Document section:
— Start —
Aide’s 2010 indictment became public, personal test
Howard chose to stand by Toomajian
MALDEN - Mayor Richard C. Howard had to weigh public accountability against personal loyalty when his top aide, Charles Toomajian, was indicted by a state grand jury a year ago on theft and embezzlement charges related to his private law practice, totaling more than $3 million, as part of a sweeping crime ring linked to organized crime.
Howard said he was “as shocked as anybody’’ over the “very serious’’ charges against Toomajian, his friend for 30 years.
“I really felt a sense of disbelief,’’ Howard said during an interview at his City Hall office. “How could he be, in any way, associated with this well-organized, violent crime that was in place for a period of time, during which he’s working in my office every day of the week?’’
Howard decided to keep Toomajian, his special assistant since 2008.
“It was an extremely hard decision,’’ Howard said. “I had to make sure that my loyalty didn’t cloud my judgment. I think, for a lot of people, the instant reaction [to the allegations] would be ‘Hey, you’re out of here. You can’t be associated with me.’ But I felt I had to step back and talk to him. . . . After doing so, I felt pretty comfortable with the fact that he was not part of any so-called organized crime.’’
Toomajian is also a lawyer with a private practice in Malden. A year ago, he was accused of being an accessory after the fact in a criminal enterprise involving drug trafficking, gambling, loan sharking, and home invasion.
In March, the initial charges were dismissed after a grand jury returned a new indictment charging him with conspiracy, larceny, receiving stolen property, and being an accessory after the fact to a felony (larceny). He is alleged to have aided a client, Charles Davis, 44, of Salem, N.H., and formerly of Stoneham, embezzle $1.8 million from Randstad Professionals, a global staffing company with an office in Wakefield.
Toomajian also is alleged to have stolen $1.3 million from Randstad, which was diverted through Davis, according to the most recent figure from the Essex district attorney’s office.
Toomajian, 53, pleaded not guilty to the charges during his arraignment last April in Middlesex Superior Court. His trial is set for March 21, according to the district attorney’s office.
Toomajian, a former 10-year city solicitor in Malden and city councilor, did not respond to a telephone message left at the mayor’s office or to an e-mail requesting comment.
— End —
(Excerpts of labeled region data)
— Start —
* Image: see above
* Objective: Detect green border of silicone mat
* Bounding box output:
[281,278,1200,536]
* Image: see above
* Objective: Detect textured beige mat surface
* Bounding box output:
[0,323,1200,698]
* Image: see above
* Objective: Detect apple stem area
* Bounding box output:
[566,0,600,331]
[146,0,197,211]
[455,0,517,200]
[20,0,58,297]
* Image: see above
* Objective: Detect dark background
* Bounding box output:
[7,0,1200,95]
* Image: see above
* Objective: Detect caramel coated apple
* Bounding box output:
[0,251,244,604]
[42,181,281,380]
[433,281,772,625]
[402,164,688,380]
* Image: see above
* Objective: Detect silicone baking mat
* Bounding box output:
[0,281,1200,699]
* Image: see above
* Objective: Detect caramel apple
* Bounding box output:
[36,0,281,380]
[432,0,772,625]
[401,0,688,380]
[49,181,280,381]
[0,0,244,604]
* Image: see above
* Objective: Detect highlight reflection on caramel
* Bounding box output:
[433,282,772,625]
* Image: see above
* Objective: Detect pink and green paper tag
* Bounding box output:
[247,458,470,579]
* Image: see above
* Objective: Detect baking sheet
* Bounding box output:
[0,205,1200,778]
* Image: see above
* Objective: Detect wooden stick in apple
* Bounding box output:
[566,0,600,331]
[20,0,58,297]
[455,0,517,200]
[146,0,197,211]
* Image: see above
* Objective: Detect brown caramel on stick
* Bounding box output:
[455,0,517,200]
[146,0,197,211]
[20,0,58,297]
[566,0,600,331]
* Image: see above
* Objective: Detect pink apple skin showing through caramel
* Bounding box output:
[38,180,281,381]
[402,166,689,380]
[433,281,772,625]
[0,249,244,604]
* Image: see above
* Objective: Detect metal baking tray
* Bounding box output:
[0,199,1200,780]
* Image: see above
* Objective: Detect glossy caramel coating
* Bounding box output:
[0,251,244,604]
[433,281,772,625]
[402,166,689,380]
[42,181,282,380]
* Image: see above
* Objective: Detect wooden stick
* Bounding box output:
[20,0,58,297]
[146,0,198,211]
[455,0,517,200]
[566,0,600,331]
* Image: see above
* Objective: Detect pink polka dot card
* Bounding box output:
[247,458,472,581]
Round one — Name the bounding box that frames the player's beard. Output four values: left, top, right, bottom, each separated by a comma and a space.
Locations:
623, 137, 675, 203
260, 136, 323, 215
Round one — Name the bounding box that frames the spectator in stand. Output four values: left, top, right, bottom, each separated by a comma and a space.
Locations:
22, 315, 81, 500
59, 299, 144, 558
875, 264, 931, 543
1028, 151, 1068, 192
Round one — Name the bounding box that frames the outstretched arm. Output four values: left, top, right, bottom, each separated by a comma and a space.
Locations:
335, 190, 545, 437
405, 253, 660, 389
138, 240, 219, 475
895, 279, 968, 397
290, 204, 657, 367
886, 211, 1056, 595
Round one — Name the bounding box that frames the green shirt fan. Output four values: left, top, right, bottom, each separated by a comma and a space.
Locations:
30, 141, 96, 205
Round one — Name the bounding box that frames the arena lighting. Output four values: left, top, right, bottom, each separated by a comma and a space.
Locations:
— End —
Repeat the passage of the news article about Mayor Howard and his aide word for word, from "In March, the" up to and including "Essex district attorney’s office.". These rows have no connection to the news article.

In March, the initial charges were dismissed after a grand jury returned a new indictment charging him with conspiracy, larceny, receiving stolen property, and being an accessory after the fact to a felony (larceny). He is alleged to have aided a client, Charles Davis, 44, of Salem, N.H., and formerly of Stoneham, embezzle $1.8 million from Randstad Professionals, a global staffing company with an office in Wakefield.
Toomajian also is alleged to have stolen $1.3 million from Randstad, which was diverted through Davis, according to the most recent figure from the Essex district attorney’s office.